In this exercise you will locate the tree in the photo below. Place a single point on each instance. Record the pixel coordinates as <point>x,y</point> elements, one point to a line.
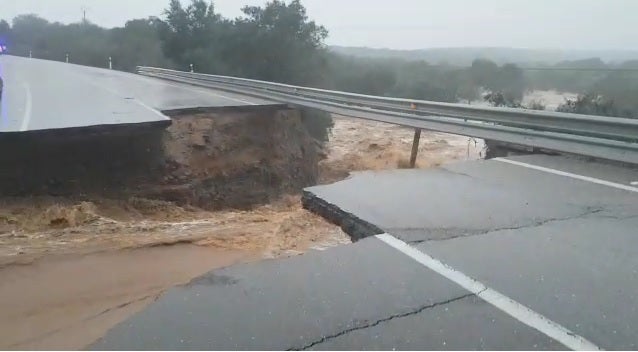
<point>137,44</point>
<point>590,104</point>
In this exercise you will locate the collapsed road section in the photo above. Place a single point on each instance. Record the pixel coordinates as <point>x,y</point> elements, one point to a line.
<point>214,159</point>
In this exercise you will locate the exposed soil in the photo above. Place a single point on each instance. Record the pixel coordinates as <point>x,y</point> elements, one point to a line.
<point>222,189</point>
<point>224,160</point>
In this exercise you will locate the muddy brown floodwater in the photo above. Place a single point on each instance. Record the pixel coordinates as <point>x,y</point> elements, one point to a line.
<point>73,267</point>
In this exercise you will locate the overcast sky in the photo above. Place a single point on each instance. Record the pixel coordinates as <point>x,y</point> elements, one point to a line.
<point>407,24</point>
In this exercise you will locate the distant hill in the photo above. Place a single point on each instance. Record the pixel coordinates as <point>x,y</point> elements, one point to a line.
<point>465,56</point>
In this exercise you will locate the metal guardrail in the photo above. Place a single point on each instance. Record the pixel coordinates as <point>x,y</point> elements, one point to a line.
<point>598,136</point>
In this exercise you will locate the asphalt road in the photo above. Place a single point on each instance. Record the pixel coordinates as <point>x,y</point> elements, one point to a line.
<point>41,95</point>
<point>533,252</point>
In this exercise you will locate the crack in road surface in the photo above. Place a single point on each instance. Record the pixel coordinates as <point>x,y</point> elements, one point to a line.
<point>377,322</point>
<point>538,223</point>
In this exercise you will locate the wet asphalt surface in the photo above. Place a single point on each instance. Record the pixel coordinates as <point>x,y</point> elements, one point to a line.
<point>43,95</point>
<point>564,248</point>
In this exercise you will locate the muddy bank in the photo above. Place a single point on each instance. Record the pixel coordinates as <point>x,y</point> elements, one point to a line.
<point>224,159</point>
<point>236,160</point>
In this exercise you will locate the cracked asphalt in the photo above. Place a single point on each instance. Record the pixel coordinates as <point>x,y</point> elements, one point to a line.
<point>565,248</point>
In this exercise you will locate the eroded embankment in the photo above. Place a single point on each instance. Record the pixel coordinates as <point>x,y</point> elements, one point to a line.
<point>214,160</point>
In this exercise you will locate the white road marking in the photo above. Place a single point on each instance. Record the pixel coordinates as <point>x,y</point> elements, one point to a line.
<point>187,86</point>
<point>155,111</point>
<point>498,300</point>
<point>207,91</point>
<point>568,174</point>
<point>26,118</point>
<point>135,100</point>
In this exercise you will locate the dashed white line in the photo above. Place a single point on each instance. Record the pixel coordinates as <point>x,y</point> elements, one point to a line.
<point>569,174</point>
<point>498,300</point>
<point>28,104</point>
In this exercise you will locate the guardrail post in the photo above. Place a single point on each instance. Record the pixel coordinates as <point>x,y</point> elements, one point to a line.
<point>415,147</point>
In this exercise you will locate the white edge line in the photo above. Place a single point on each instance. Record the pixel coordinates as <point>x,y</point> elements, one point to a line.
<point>195,88</point>
<point>498,300</point>
<point>568,174</point>
<point>26,118</point>
<point>157,112</point>
<point>204,90</point>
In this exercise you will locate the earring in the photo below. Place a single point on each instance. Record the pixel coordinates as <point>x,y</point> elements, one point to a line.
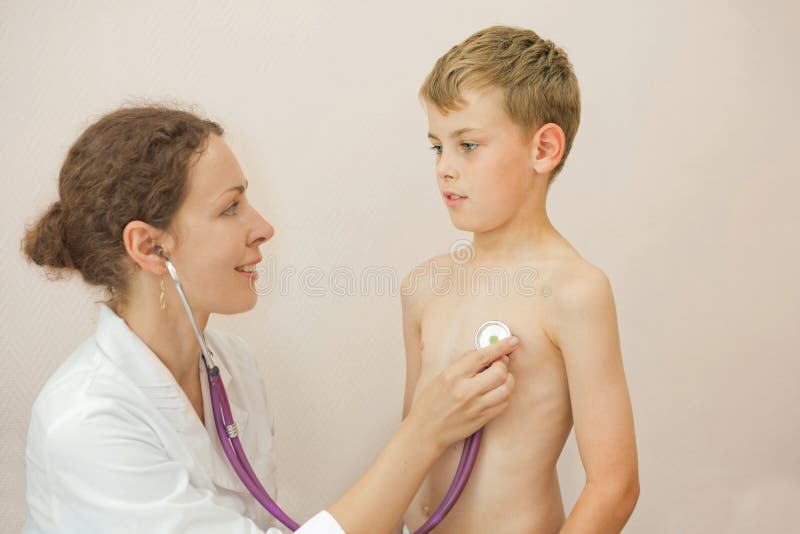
<point>163,298</point>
##############################
- _Problem details_
Copy out all of the items above word for word, leaving out the pictures.

- _Exercise result_
In this exercise you will locate the tree in the photo below. Place a single point on each instance. Record the pixel coordinates as <point>x,y</point> elements, one point to a line.
<point>137,44</point>
<point>590,104</point>
In this exercise you will locate the collapsed road section in the photo above. Place a single point on each instance. Record the pixel coordinates as <point>x,y</point> elements, one point to a line.
<point>214,159</point>
In this exercise you will locate the exposed soil in the photo above. Place a single point on each instance. Record the pixel coordinates as <point>x,y</point> elements, one point to a line.
<point>222,189</point>
<point>224,160</point>
In this exercise you will locate the muddy brown floodwater in the photo above. Place a single point on each instance. Record the pixel coordinates as <point>x,y</point> elements, one point to a line.
<point>73,267</point>
In this exercise you will locate the overcast sky in the photo above. Place a single point on each instance. Record the pixel coordinates as <point>x,y</point> elements, one point to a line.
<point>407,24</point>
In this exercise you will locate the distant hill in the photo above. Place a single point on each instance. Record the pixel coordinates as <point>x,y</point> elements, one point to a line.
<point>465,56</point>
In this exercise you will locate the metal guardrail in the photo above. Place a single point on each instance. Record the pixel coordinates as <point>x,y</point> elements, one point to a line.
<point>598,136</point>
In this exercise you will locate the asphalt road in the photo above. Place a single point on each instance. Record the pixel coordinates as <point>x,y</point> elements, one point to a line.
<point>41,95</point>
<point>533,252</point>
In this exercise you will locate the crack in road surface in the photo above. Place a single point on each instance. Record the pixel coordinates as <point>x,y</point> elements, one point to a line.
<point>377,322</point>
<point>538,223</point>
In this exercise you will locate the wet asphalt surface in the photo above. Place a single point on each instance. Record the pixel coordinates as <point>x,y</point> elements, one point to a line.
<point>43,95</point>
<point>564,248</point>
In this exercise you will locate the muddy bank in the photo above. Place a single point on each instance. Record the pixel coordinates as <point>x,y</point> elements, one point to a line.
<point>224,159</point>
<point>236,160</point>
In this exercise you will locate the cracked asphalt in the photo above. Place a single point on each instance. Record the pixel coordinates as <point>x,y</point> elements, one point to a line.
<point>565,248</point>
In this exercise you will locate the eroded embankment in the photo above. Place a single point on each instance. Record the pixel coordinates as <point>x,y</point> elements, one point to a line.
<point>214,160</point>
In this exercise you will locate the white road marking in the photo above. Place a single point on each instance. Record the pixel coordinates as <point>x,y</point> elements, one point to a line.
<point>187,86</point>
<point>155,111</point>
<point>498,300</point>
<point>207,91</point>
<point>568,174</point>
<point>26,118</point>
<point>135,100</point>
In this exercise you will locate the dashed white line in the photo above. Place a single point on each instance. Record the pixel coordinates as <point>x,y</point> elements, one point to a line.
<point>569,174</point>
<point>498,300</point>
<point>28,104</point>
In this exercise you will locate the guardrail post in the photo above. Place a single point on each instance. Record the pixel coordinates as <point>x,y</point> elements, one point to a line.
<point>415,147</point>
In this exercise you will locate the white edge line in the photo above. Place a single point on each instance. Record the pixel coordinates as <point>x,y</point> elements, one point to a line.
<point>195,88</point>
<point>498,300</point>
<point>568,174</point>
<point>26,118</point>
<point>157,112</point>
<point>204,90</point>
In this exercise you will locate the earring in the photo below. Place a single point on each instance. Record the pixel coordinates as <point>x,y</point> elements, one point to a line.
<point>163,298</point>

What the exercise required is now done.